Goal:
Rewrite the lines below as a numbered list, leaving out any blank lines.

Data shown:
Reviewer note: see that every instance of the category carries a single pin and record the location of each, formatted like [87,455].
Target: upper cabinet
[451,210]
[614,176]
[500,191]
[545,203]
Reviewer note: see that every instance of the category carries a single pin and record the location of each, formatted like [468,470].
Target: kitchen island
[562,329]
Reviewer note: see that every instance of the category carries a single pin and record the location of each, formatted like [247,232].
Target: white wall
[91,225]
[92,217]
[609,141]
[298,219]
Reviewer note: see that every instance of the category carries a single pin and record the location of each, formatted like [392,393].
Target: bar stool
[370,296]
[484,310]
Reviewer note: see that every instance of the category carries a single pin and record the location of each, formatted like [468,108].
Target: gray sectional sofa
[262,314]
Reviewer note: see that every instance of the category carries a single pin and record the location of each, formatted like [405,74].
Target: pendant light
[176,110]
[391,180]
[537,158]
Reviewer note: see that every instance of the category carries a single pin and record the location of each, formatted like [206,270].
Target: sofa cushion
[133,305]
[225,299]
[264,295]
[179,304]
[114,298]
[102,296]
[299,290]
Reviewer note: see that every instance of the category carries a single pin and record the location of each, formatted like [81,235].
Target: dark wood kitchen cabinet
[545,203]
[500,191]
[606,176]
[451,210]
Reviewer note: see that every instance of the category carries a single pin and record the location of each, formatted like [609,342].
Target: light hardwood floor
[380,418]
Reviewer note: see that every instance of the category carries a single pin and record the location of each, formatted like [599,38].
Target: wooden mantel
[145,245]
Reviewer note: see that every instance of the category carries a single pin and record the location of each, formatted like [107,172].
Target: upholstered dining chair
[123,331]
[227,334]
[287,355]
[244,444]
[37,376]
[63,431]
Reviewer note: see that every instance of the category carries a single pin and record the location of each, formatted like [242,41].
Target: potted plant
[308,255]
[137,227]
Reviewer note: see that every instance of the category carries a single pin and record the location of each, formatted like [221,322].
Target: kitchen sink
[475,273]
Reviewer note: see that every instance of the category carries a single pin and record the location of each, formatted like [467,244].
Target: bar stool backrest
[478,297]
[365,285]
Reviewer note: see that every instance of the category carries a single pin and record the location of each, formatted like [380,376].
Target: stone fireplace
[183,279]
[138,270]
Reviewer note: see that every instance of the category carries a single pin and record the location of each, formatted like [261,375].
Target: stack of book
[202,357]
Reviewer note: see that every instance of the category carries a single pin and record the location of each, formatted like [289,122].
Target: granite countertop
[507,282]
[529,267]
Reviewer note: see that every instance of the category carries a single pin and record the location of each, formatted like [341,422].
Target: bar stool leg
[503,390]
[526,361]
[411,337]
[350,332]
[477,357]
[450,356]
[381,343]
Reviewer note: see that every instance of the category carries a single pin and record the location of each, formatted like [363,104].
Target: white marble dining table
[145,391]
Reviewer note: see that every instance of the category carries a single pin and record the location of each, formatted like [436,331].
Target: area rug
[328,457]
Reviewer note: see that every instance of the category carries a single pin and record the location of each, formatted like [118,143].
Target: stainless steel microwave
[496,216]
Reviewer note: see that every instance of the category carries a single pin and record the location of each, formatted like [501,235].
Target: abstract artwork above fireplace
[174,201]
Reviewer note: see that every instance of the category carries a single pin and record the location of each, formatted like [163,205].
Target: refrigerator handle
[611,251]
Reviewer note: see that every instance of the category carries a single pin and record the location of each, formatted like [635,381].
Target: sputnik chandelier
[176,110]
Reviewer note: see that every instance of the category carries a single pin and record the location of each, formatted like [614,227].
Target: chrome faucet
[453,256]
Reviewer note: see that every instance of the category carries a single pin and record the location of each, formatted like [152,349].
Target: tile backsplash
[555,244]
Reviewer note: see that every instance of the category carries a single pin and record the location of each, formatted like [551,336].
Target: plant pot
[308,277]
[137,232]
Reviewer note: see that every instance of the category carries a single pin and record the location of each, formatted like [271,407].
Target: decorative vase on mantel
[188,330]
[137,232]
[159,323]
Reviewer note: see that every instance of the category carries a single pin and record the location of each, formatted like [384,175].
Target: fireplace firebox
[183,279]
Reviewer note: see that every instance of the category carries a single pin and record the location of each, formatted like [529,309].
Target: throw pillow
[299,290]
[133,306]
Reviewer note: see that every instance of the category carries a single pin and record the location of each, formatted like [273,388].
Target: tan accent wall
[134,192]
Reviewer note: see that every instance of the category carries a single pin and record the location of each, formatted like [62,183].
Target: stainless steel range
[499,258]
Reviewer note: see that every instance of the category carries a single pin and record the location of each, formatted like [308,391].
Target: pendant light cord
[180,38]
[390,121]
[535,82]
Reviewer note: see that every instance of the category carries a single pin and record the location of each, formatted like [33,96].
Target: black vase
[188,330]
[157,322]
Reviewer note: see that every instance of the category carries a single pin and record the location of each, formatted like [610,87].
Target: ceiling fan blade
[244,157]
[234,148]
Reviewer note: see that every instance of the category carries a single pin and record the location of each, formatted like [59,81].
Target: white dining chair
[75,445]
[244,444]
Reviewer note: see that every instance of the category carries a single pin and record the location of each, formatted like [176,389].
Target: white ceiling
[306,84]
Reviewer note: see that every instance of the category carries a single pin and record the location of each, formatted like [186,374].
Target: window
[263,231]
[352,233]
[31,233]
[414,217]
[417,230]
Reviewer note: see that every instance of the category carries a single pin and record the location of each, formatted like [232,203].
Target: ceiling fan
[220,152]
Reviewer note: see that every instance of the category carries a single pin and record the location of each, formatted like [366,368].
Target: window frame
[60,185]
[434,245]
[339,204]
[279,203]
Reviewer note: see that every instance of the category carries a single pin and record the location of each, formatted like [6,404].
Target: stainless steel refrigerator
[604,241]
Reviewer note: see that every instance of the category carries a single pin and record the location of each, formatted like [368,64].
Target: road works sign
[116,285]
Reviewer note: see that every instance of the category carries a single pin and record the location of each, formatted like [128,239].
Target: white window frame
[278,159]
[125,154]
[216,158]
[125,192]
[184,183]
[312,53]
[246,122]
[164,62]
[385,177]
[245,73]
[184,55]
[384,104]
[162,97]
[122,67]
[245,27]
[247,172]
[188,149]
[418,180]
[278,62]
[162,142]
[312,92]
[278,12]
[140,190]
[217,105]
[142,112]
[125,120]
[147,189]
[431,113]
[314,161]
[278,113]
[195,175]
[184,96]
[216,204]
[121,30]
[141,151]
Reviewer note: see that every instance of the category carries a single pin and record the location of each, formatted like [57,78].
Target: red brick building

Response to the exercise:
1. Reviewer note: see that every instance of the category carries a single pin and record the location of each, formatted like [87,455].
2. Target: upper cabinet
3. [451,210]
4. [614,176]
5. [500,191]
6. [545,203]
7. Reviewer note: see that every instance of the category carries a single pin and record the location of each, formatted like [468,470].
8. Target: kitchen island
9. [562,329]
10. Reviewer note: see that every instance of the category carries a single pin and record the location of each, formatted like [247,232].
11. Target: white wall
12. [91,225]
13. [92,217]
14. [609,141]
15. [298,219]
16. Reviewer note: see that every instance of the category carries a single pin and record the location of each, formatted like [392,393].
17. Target: bar stool
18. [370,296]
19. [484,310]
20. Reviewer note: see that every instance of the category carries a single pin and record the location of each, formatted like [468,108].
21. Target: gray sectional sofa
22. [262,314]
23. Reviewer note: see that every instance of the category carries a single pin and record the location of each, formatted like [405,74].
24. Target: pendant light
25. [176,110]
26. [391,180]
27. [537,158]
28. Reviewer note: see that every instance of the category carries a single pin and record the location of each, formatted like [206,270].
29. Target: sofa cushion
30. [133,305]
31. [225,299]
32. [264,295]
33. [179,304]
34. [114,298]
35. [102,296]
36. [299,290]
37. Reviewer note: see that every instance of the category carries a single pin and record the location of each, formatted like [81,235].
38. Target: dark wood kitchen cabinet
39. [545,203]
40. [500,191]
41. [606,176]
42. [451,210]
43. Reviewer note: see that every instance of the category carries a single pin and record the location of each, formatted like [609,342].
44. Target: light hardwood floor
45. [380,418]
46. Reviewer note: see that every instance of the category carries a single pin and record the location of each, formatted like [599,38].
47. Target: wooden mantel
48. [145,245]
49. Reviewer note: see that every instance of the category carries a single pin and record the location of each, formatted like [107,172].
50. Target: upholstered dining chair
51. [123,331]
52. [227,334]
53. [287,355]
54. [244,444]
55. [37,376]
56. [63,431]
57. Reviewer note: see that every instance of the category carries a single pin and record the location of each, formatted like [242,41].
58. Target: potted plant
59. [308,255]
60. [137,227]
61. Reviewer note: see that every instance of the category carries a single pin and record the location of each, formatted like [221,322].
62. Target: kitchen sink
63. [475,273]
64. Reviewer note: see that every instance of the category carries a single pin and record the location of each, formatted like [467,244].
65. Target: bar stool backrest
66. [478,297]
67. [365,285]
68. Reviewer note: see that every instance of the category carries a single pin and record the location of each, formatted like [380,376].
69. Target: stone fireplace
70. [183,279]
71. [138,270]
72. Reviewer note: see that every instance of the category carries a single pin and record the location of each, formatted like [261,375].
73. Target: stack of book
74. [202,357]
75. Reviewer note: see that every instance of the category carries a single pin and record the location of each, formatted like [289,122].
76. Target: granite countertop
77. [507,282]
78. [529,267]
79. Reviewer note: see that every instance of the category carries a single pin and record the location of each, formatted like [341,422].
80. Target: bar stool leg
81. [503,390]
82. [526,361]
83. [411,337]
84. [350,332]
85. [477,357]
86. [450,356]
87. [381,343]
88. Reviewer note: see that every instance of the category carries a single pin and record the location of each, formatted like [363,104].
89. Target: white marble dining table
90. [145,391]
91. Reviewer note: see that every instance of the category carries a single pin and record the location of each, formatted like [436,331].
92. Target: area rug
93. [328,457]
94. Reviewer note: see that every instance of the category carries a single pin and record the location of each, formatted like [118,143].
95. Target: stainless steel microwave
96. [496,216]
97. Reviewer note: see that every instance of the category carries a single pin and record the location of each, formatted like [501,235].
98. Target: abstract artwork above fireplace
99. [174,201]
100. Reviewer note: see that every instance of the category carries a single pin and record the location of each, formatted like [163,205].
101. Target: refrigerator handle
102. [611,251]
103. Reviewer note: see that every instance of the category carries a single pin and record the location of each, formatted like [635,381].
104. Target: sputnik chandelier
105. [176,110]
106. Reviewer note: see that every instance of the category carries a single pin and record the location of each, formatted like [614,227].
107. Target: chrome faucet
108. [453,256]
109. Reviewer note: see that every instance of the category carries a single pin and record the location of each, formatted like [152,349].
110. Target: tile backsplash
111. [555,244]
112. Reviewer note: see that every instance of the category carries a single pin and record the location of each, formatted like [551,336].
113. Target: plant pot
114. [308,277]
115. [137,232]
116. Reviewer note: see that every instance of the category carries a single pin and record the location of each, formatted like [271,407].
117. Target: decorative vase on mantel
118. [188,330]
119. [137,232]
120. [159,323]
121. Reviewer note: see that every instance of the category carries a single pin and record the location of each, formatted like [384,175].
122. Target: fireplace firebox
123. [183,279]
124. Reviewer note: see that every instance of the category carries a single pin and record the location of each, formatted like [529,309].
125. Target: throw pillow
126. [299,290]
127. [133,306]
128. Reviewer note: see that every instance of the category carries a single pin and record the location of each, formatted like [273,388].
129. Target: tan accent wall
130. [134,192]
131. Reviewer note: see that every instance of the category carries a single pin and record the location of each, formatted like [62,183].
132. Target: stainless steel range
133. [499,258]
134. Reviewer note: see that every instance of the category carries a single pin and record the location of each, formatted like [308,391].
135. Target: pendant light cord
136. [180,38]
137. [390,121]
138. [535,82]
139. Reviewer note: see that every instance of the category carries a single pin and record the location of each, formatted like [33,96].
140. Target: black vase
141. [188,330]
142. [157,322]
143. Reviewer note: see that every instance of the category carries a single pin and record the location of each, formatted like [610,87].
144. Target: ceiling fan blade
145. [244,157]
146. [234,148]
147. Reviewer note: see that every instance of the category carries a single pin and record the location of each, formatted like [59,81].
148. Target: white dining chair
149. [75,445]
150. [244,444]
151. Reviewer note: see that every instance of the category carries a single pin and record the location of each, formatted like [176,389].
152. Target: white ceiling
153. [306,84]
154. Reviewer note: see that every instance of the category carries a single pin and record the location of each, formatted like [186,374].
155. Target: window
156. [263,231]
157. [352,233]
158. [31,233]
159. [414,217]
160. [417,230]
161. Reviewer note: see that every instance of the category carries a single pin and record the location of each, formatted like [232,203].
162. Target: ceiling fan
163. [220,152]
164. Reviewer note: see that every instance of the category carries a single pin and record the location of each, formatted like [366,368].
165. Target: window frame
166. [60,185]
167. [434,245]
168. [339,204]
169. [279,203]
170. Reviewer note: see that every instance of the category carries a single pin and record the location of each, formatted like [6,404].
171. Target: stainless steel refrigerator
172. [604,241]
173. Reviewer note: see that every instance of the category carries a single pin and record the location of each, formatted like [368,64].
174. Target: road works sign
175. [116,285]
176. Reviewer note: see that every instance of the category carries a single pin and record the location of each, formatted like [128,239].
177. Target: white window frame
178. [278,159]
179. [125,154]
180. [216,158]
181. [125,192]
182. [184,183]
183. [312,53]
184. [246,122]
185. [164,62]
186. [385,177]
187. [245,73]
188. [184,55]
189. [384,104]
190. [162,97]
191. [122,67]
192. [245,27]
193. [247,172]
194. [188,149]
195. [418,180]
196. [278,62]
197. [162,142]
198. [312,92]
199. [278,12]
200. [140,190]
201. [217,105]
202. [142,112]
203. [125,120]
204. [147,189]
205. [431,113]
206. [314,161]
207. [278,113]
208. [195,175]
209. [184,96]
210. [216,204]
211. [121,30]
212. [141,151]
213. Reviewer note: see that every instance of the category carries a single pin and record the location of each, formatted like [57,78].
214. Target: red brick building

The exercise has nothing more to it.